*Exercise task 1:* Write out the stretch of the gaming editorial from "Recently I was" through "is that, anyway?", word for word.
*Exercise task 2:* Repeat the stretch of rows from the line containing "hill with a point." through the line containing "(1107, 587)", request lines included, with -131 added to every coordinate. Return only those lines.

*Source document:*

▶

The Gamer Nation’s Seat Of Power

 

Recently I was hanging out at Chris Fox’s site, Ramblings Of A Mad Gamer, and came across a very well-written editorial on the demise of the local game shop.  Chris talks about the problems facing independent game store owners more articulately than I ever could, so I’ll leave that to him.  But his editorial (and his loving descriptions of game stores he has known) got me to thinking about gamers and how attached we get to our typical game spots.  One of the attractions of tabletop RPGs is that you can play just about anywhere, and over the years I’ve gamed in dining rooms, basements, cluttered two-bedroom apartments in which five people and four pets lived, school cafeterias, moving vehicles, and in classrooms while I was supposed to be studying for finals (to name just a few).  Yet the places we play are sometimes just as important and memorable as the games.  Why is that, anyway?

◀

*Data entries:*
▶

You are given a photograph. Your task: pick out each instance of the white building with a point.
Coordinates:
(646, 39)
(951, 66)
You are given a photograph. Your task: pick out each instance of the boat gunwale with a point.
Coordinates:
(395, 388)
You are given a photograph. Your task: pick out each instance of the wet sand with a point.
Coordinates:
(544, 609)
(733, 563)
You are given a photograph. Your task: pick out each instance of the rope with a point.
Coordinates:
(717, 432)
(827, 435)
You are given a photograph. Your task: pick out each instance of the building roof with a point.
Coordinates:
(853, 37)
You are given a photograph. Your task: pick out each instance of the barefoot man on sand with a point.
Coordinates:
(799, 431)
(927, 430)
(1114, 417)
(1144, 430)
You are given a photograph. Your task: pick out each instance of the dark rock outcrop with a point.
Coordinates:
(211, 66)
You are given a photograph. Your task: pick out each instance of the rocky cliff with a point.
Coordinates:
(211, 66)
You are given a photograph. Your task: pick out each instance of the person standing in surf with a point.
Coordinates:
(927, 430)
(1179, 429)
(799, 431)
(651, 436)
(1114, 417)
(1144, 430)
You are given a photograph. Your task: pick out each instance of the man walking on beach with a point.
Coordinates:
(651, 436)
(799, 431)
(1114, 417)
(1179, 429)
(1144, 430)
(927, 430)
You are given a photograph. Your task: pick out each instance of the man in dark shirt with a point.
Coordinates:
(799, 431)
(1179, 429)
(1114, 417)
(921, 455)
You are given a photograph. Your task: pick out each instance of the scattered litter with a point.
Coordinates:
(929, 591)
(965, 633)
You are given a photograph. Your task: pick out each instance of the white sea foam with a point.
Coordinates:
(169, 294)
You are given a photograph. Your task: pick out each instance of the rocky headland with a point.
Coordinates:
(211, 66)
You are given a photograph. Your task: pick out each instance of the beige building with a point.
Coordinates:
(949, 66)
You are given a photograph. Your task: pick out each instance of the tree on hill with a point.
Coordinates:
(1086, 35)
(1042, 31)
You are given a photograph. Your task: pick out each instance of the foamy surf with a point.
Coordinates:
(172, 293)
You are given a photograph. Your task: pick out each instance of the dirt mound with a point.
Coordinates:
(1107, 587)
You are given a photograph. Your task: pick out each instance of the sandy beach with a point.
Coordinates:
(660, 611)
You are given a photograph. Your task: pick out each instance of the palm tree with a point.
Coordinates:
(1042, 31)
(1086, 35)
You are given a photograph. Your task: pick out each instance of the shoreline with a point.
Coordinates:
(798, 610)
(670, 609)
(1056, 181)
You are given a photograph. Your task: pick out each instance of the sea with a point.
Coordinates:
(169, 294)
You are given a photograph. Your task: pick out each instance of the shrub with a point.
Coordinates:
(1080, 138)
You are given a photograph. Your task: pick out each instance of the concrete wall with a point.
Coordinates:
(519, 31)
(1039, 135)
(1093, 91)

◀

*Task output 1:*
Recently I was hanging out at Chris Fox’s site, Ramblings Of A Mad Gamer, and came across a very well-written editorial on the demise of the local game shop.  Chris talks about the problems facing independent game store owners more articulately than I ever could, so I’ll leave that to him.  But his editorial (and his loving descriptions of game stores he has known) got me to thinking about gamers and how attached we get to our typical game spots.  One of the attractions of tabletop RPGs is that you can play just about anywhere, and over the years I’ve gamed in dining rooms, basements, cluttered two-bedroom apartments in which five people and four pets lived, school cafeterias, moving vehicles, and in classrooms while I was supposed to be studying for finals (to name just a few).  Yet the places we play are sometimes just as important and memorable as the games.  Why is that, anyway?

*Task output 2:*
You are given a photograph. Your task: pick out each instance of the tree on hill with a point.
Coordinates:
(955, -96)
(911, -100)
You are given a photograph. Your task: pick out each instance of the foamy surf with a point.
Coordinates:
(41, 162)
You are given a photograph. Your task: pick out each instance of the dirt mound with a point.
Coordinates:
(976, 456)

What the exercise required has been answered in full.